Stored entries:
----

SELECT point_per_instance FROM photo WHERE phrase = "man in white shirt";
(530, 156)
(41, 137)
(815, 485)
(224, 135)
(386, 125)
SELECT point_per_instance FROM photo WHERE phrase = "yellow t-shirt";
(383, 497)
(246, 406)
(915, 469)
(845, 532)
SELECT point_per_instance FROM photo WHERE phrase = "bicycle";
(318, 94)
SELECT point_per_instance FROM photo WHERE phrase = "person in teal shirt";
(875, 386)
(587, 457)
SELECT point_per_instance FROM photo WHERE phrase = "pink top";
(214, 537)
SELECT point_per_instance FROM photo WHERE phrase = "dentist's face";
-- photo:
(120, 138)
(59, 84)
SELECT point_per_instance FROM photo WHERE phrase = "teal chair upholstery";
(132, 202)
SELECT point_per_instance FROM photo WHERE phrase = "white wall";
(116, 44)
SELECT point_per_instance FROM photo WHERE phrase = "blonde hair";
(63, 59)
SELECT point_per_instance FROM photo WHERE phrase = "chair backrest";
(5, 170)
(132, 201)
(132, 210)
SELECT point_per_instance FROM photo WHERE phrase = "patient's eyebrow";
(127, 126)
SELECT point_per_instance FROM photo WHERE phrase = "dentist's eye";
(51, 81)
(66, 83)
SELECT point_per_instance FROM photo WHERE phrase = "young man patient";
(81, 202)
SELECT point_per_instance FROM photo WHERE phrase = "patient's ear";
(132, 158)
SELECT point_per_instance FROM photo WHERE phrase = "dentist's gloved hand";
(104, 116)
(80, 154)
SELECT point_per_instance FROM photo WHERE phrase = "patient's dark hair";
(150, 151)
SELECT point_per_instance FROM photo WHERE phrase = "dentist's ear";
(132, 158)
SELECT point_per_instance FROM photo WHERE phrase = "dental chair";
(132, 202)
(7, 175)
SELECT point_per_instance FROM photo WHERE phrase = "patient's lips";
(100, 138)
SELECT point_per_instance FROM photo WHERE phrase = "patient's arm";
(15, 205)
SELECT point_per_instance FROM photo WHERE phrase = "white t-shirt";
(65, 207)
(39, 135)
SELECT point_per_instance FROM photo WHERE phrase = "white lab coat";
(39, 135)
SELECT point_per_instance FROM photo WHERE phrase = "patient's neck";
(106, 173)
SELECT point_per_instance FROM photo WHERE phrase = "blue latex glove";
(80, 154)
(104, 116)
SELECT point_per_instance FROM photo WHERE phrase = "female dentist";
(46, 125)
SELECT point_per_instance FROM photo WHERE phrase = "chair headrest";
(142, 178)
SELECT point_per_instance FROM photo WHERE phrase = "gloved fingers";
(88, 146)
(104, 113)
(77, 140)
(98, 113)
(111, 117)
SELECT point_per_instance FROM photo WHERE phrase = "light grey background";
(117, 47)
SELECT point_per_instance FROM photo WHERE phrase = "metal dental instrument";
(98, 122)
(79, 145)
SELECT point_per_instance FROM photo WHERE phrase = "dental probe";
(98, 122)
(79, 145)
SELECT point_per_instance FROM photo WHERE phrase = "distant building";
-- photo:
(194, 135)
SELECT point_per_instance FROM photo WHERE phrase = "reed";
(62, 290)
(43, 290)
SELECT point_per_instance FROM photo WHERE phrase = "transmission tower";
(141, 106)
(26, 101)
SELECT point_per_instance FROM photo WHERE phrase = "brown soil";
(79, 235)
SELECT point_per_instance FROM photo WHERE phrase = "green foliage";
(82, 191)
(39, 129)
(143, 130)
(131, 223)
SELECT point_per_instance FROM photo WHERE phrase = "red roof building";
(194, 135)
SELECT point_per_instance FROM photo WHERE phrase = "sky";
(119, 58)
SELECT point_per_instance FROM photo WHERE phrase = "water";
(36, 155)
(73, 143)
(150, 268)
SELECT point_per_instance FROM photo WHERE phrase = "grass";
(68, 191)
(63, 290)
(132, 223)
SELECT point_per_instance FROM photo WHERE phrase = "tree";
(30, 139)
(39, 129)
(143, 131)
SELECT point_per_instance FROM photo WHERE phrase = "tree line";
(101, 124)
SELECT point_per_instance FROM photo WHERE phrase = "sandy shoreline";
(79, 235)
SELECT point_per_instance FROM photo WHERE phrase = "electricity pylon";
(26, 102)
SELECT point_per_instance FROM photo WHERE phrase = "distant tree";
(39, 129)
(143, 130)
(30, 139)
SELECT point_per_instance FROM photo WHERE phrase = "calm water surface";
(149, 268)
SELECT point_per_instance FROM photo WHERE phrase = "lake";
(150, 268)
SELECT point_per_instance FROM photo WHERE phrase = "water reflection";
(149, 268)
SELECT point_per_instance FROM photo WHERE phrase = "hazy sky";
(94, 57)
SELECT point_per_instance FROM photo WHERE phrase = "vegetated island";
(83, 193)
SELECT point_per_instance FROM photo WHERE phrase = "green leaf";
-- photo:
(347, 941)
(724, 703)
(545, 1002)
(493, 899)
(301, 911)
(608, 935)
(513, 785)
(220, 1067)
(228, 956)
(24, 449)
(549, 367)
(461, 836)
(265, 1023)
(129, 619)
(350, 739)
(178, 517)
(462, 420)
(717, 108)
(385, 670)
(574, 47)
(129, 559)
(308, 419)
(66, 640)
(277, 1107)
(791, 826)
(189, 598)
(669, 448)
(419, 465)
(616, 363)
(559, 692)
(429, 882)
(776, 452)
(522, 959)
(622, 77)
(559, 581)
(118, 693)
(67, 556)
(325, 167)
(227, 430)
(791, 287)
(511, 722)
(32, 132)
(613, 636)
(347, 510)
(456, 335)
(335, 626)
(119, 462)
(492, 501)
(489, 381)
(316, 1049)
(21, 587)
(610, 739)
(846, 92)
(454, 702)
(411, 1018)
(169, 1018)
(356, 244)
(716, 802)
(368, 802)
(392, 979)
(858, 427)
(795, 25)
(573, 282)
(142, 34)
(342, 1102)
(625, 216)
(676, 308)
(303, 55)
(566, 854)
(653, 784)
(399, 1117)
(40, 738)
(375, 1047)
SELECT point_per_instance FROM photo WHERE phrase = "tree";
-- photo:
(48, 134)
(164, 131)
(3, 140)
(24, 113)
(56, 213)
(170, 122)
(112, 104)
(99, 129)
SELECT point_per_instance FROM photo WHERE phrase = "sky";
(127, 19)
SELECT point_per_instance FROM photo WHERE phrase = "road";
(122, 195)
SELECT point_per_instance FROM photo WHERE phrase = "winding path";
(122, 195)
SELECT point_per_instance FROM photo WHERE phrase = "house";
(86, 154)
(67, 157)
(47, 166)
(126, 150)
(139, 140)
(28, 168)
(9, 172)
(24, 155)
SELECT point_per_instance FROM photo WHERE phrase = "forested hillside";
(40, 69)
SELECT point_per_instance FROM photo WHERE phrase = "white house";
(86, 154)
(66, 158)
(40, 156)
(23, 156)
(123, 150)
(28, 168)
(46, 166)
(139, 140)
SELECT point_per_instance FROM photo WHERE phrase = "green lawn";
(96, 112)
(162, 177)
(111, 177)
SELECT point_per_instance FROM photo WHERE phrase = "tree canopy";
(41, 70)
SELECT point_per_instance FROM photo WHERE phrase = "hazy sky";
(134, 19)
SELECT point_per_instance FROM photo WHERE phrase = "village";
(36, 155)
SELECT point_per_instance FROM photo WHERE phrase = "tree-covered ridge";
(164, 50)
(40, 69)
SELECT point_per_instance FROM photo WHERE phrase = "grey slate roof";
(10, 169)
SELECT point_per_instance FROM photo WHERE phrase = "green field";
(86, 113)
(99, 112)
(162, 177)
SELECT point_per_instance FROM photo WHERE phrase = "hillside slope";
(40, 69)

----

* Problem requirements: Transcribe, in full, each record that appears above.

* Answer section:
SELECT point_per_instance FROM photo WHERE phrase = "man in white shirt";
(530, 156)
(41, 137)
(815, 485)
(224, 135)
(386, 125)
SELECT point_per_instance FROM photo WHERE phrase = "yellow t-shirt";
(383, 497)
(246, 406)
(915, 469)
(845, 532)
SELECT point_per_instance FROM photo WHERE phrase = "bicycle";
(318, 94)
SELECT point_per_instance FROM photo WHERE phrase = "person in teal shirt";
(875, 386)
(587, 457)
SELECT point_per_instance FROM photo WHERE phrase = "pink top";
(214, 537)
SELECT point_per_instance FROM photo WHERE phrase = "dentist's face";
-- photo:
(120, 138)
(59, 84)
SELECT point_per_instance FROM photo WHERE phrase = "teal chair upholstery";
(132, 202)
SELECT point_per_instance FROM photo WHERE phrase = "white wall";
(116, 44)
SELECT point_per_instance FROM photo WHERE phrase = "blonde hair";
(63, 59)
SELECT point_per_instance FROM photo WHERE phrase = "chair backrest";
(5, 170)
(132, 201)
(132, 210)
SELECT point_per_instance FROM photo WHERE phrase = "patient's eyebrow";
(127, 126)
SELECT point_per_instance FROM photo WHERE phrase = "dentist's eye";
(51, 81)
(66, 83)
SELECT point_per_instance FROM photo WHERE phrase = "young man patient";
(81, 202)
SELECT point_per_instance FROM photo WHERE phrase = "patient's ear";
(132, 158)
SELECT point_per_instance FROM photo WHERE phrase = "dentist's gloved hand";
(104, 116)
(80, 154)
SELECT point_per_instance FROM photo WHERE phrase = "patient's dark hair";
(150, 151)
SELECT point_per_instance FROM photo WHERE phrase = "dentist's ear";
(132, 158)
SELECT point_per_instance FROM photo WHERE phrase = "dental chair";
(132, 202)
(7, 175)
SELECT point_per_instance FROM photo WHERE phrase = "patient's lips";
(100, 138)
SELECT point_per_instance FROM photo WHERE phrase = "patient's arm";
(15, 205)
SELECT point_per_instance FROM photo WHERE phrase = "white t-shirt";
(65, 207)
(39, 135)
SELECT point_per_instance FROM photo WHERE phrase = "white lab coat";
(39, 135)
SELECT point_per_instance FROM photo WHERE phrase = "patient's neck";
(106, 173)
SELECT point_per_instance FROM photo WHERE phrase = "blue latex glove";
(80, 154)
(104, 116)
SELECT point_per_instance FROM photo WHERE phrase = "female dentist";
(46, 125)
SELECT point_per_instance FROM photo WHERE phrase = "chair headrest";
(142, 178)
SELECT point_per_instance FROM photo WHERE phrase = "gloved fingers";
(88, 146)
(104, 113)
(77, 140)
(98, 113)
(111, 117)
SELECT point_per_instance FROM photo WHERE phrase = "light grey background";
(117, 47)
SELECT point_per_instance FROM photo WHERE phrase = "metal dental instrument";
(98, 122)
(79, 145)
SELECT point_per_instance FROM photo WHERE phrase = "dental probe";
(98, 122)
(79, 145)
SELECT point_per_instance FROM photo WHERE phrase = "distant building";
-- photo:
(194, 135)
SELECT point_per_instance FROM photo WHERE phrase = "reed";
(62, 290)
(43, 290)
SELECT point_per_instance FROM photo WHERE phrase = "transmission tower";
(141, 106)
(26, 101)
SELECT point_per_instance FROM photo WHERE phrase = "brown soil";
(79, 235)
SELECT point_per_instance FROM photo WHERE phrase = "green foliage";
(82, 191)
(39, 129)
(143, 130)
(131, 223)
SELECT point_per_instance FROM photo WHERE phrase = "red roof building";
(194, 135)
SELECT point_per_instance FROM photo WHERE phrase = "sky";
(119, 58)
SELECT point_per_instance FROM photo WHERE phrase = "water";
(36, 155)
(73, 143)
(150, 268)
SELECT point_per_instance FROM photo WHERE phrase = "grass";
(68, 191)
(63, 290)
(132, 223)
SELECT point_per_instance FROM photo WHERE phrase = "tree";
(30, 139)
(39, 129)
(143, 131)
SELECT point_per_instance FROM photo WHERE phrase = "tree line";
(101, 124)
SELECT point_per_instance FROM photo WHERE phrase = "sandy shoreline";
(79, 235)
SELECT point_per_instance FROM photo WHERE phrase = "electricity pylon";
(26, 102)
SELECT point_per_instance FROM photo WHERE phrase = "distant tree";
(39, 129)
(143, 130)
(30, 139)
SELECT point_per_instance FROM photo WHERE phrase = "calm water surface";
(149, 268)
SELECT point_per_instance FROM photo WHERE phrase = "lake";
(150, 268)
SELECT point_per_instance FROM photo WHERE phrase = "water reflection";
(149, 268)
SELECT point_per_instance FROM photo WHERE phrase = "hazy sky";
(94, 57)
SELECT point_per_instance FROM photo WHERE phrase = "vegetated island";
(83, 193)
SELECT point_per_instance FROM photo WHERE phrase = "green leaf";
-- photo:
(347, 941)
(724, 703)
(545, 1002)
(493, 899)
(301, 911)
(608, 935)
(513, 785)
(220, 1067)
(228, 956)
(24, 449)
(549, 367)
(461, 836)
(265, 1023)
(129, 619)
(350, 739)
(178, 517)
(462, 420)
(717, 108)
(385, 670)
(574, 47)
(129, 559)
(308, 419)
(66, 640)
(277, 1107)
(791, 826)
(189, 598)
(669, 448)
(419, 465)
(616, 363)
(559, 692)
(429, 882)
(776, 452)
(522, 959)
(622, 77)
(559, 581)
(118, 693)
(67, 556)
(325, 167)
(227, 430)
(791, 287)
(511, 722)
(32, 132)
(613, 636)
(347, 510)
(456, 335)
(335, 626)
(119, 462)
(492, 501)
(489, 381)
(316, 1049)
(21, 587)
(610, 739)
(846, 92)
(454, 702)
(411, 1018)
(169, 1018)
(356, 244)
(716, 802)
(368, 802)
(392, 979)
(858, 427)
(795, 25)
(573, 282)
(142, 34)
(342, 1102)
(625, 216)
(676, 308)
(303, 55)
(566, 854)
(653, 784)
(399, 1117)
(40, 738)
(375, 1047)
SELECT point_per_instance FROM photo WHERE phrase = "tree";
-- photo:
(48, 134)
(164, 131)
(3, 140)
(24, 113)
(56, 213)
(170, 122)
(112, 104)
(99, 129)
SELECT point_per_instance FROM photo WHERE phrase = "sky";
(127, 19)
SELECT point_per_instance FROM photo WHERE phrase = "road";
(122, 195)
SELECT point_per_instance FROM photo WHERE phrase = "winding path";
(122, 195)
SELECT point_per_instance FROM photo WHERE phrase = "house";
(86, 154)
(67, 157)
(47, 166)
(126, 150)
(139, 140)
(28, 168)
(9, 172)
(24, 155)
SELECT point_per_instance FROM photo WHERE phrase = "forested hillside";
(40, 69)
SELECT point_per_instance FROM photo WHERE phrase = "white house";
(86, 154)
(66, 158)
(40, 156)
(23, 156)
(123, 150)
(28, 168)
(46, 166)
(139, 140)
SELECT point_per_instance FROM photo WHERE phrase = "green lawn";
(96, 112)
(162, 177)
(111, 177)
SELECT point_per_instance FROM photo WHERE phrase = "tree canopy";
(41, 70)
SELECT point_per_instance FROM photo WHERE phrase = "hazy sky";
(134, 19)
SELECT point_per_instance FROM photo WHERE phrase = "village";
(36, 155)
SELECT point_per_instance FROM photo WHERE phrase = "tree-covered ridge";
(164, 50)
(40, 69)
SELECT point_per_instance FROM photo WHERE phrase = "grey slate roof";
(10, 169)
SELECT point_per_instance FROM photo WHERE phrase = "green field";
(86, 113)
(99, 112)
(162, 177)
SELECT point_per_instance FROM photo WHERE phrase = "hillside slope";
(40, 69)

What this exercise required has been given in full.